To do
Check each line of the records for "white"; collect those that have it.

Excerpted records
^^^^

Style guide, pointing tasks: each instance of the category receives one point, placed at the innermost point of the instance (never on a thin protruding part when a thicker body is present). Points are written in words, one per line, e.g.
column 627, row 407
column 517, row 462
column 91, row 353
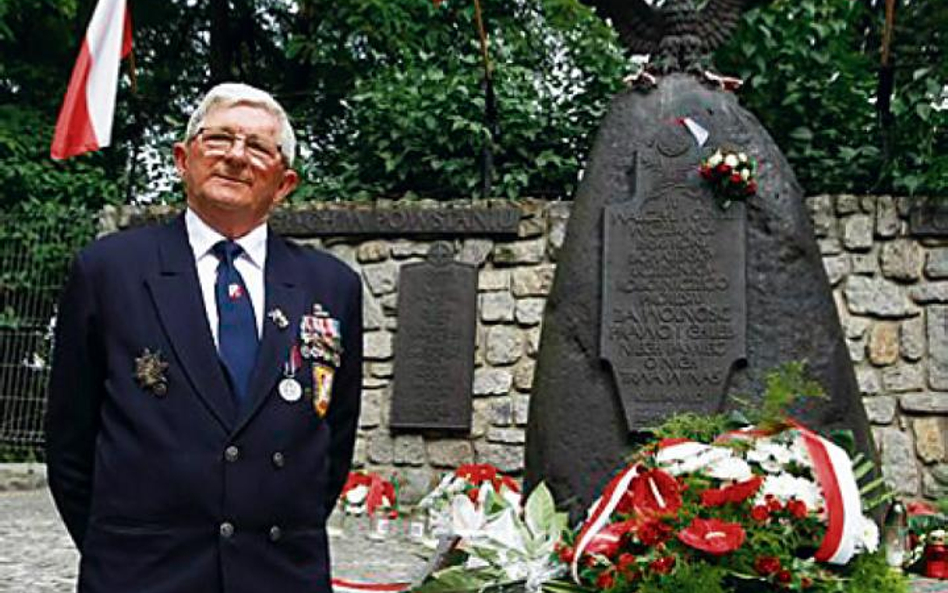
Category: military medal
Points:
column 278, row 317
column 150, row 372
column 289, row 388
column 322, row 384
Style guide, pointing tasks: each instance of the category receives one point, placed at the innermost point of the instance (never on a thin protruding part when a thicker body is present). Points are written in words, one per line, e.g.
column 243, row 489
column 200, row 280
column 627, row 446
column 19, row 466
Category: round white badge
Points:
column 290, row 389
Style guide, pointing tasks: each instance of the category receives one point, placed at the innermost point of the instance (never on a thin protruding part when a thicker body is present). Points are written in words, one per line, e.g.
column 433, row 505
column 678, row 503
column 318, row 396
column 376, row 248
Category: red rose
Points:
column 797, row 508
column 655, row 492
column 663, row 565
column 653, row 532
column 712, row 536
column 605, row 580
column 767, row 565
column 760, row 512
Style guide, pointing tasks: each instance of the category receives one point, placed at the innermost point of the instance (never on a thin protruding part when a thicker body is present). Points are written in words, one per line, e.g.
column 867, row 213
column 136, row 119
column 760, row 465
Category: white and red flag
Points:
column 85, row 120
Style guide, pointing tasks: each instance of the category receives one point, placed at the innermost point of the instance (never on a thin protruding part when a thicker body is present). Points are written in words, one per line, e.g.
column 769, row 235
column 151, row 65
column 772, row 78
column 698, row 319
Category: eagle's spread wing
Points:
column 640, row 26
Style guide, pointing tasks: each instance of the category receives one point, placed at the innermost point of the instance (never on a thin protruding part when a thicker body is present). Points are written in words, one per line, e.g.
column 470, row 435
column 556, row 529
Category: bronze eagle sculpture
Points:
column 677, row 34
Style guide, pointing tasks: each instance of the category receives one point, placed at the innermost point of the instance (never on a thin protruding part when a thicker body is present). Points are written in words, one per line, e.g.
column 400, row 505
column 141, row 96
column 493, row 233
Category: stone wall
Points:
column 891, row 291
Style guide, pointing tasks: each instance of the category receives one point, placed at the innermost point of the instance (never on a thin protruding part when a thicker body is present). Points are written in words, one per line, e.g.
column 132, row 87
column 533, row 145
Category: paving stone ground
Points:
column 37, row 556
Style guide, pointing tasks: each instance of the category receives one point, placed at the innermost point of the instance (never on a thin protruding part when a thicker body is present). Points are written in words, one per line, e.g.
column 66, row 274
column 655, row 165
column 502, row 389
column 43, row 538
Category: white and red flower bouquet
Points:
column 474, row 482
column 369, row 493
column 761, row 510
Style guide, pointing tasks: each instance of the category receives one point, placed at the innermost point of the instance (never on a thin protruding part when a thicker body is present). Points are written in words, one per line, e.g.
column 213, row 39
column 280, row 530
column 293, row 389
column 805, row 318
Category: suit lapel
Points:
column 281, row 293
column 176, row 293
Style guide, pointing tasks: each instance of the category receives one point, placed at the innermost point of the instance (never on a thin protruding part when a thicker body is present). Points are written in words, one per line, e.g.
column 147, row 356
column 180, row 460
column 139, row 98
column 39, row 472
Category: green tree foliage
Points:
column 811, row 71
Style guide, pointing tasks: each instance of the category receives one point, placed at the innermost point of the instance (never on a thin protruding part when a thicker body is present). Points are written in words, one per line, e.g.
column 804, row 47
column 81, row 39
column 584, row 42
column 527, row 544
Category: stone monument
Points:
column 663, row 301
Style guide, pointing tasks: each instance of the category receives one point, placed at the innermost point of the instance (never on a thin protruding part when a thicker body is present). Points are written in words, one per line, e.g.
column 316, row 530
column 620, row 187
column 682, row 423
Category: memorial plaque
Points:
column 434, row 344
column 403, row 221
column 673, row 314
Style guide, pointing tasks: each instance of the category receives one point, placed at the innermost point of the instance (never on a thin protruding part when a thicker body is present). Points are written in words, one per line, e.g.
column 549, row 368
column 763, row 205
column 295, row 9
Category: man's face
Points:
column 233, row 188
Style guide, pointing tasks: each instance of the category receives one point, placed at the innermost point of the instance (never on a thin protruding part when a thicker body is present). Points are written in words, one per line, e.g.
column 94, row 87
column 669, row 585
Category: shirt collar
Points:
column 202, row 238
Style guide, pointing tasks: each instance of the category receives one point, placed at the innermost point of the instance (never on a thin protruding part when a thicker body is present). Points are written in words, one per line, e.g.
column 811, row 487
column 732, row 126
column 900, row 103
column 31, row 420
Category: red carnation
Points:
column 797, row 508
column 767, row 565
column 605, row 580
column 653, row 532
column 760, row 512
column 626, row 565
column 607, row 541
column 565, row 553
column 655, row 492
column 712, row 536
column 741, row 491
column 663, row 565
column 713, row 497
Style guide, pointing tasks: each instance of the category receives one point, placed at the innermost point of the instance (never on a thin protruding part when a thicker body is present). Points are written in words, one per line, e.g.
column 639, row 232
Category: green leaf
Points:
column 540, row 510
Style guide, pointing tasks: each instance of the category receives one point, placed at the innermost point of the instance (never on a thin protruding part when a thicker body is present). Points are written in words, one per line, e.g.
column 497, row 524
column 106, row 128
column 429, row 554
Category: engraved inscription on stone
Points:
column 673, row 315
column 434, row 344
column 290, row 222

^^^^

Written response
Category: round white badge
Category: white and red flag
Category: white and red flower bouquet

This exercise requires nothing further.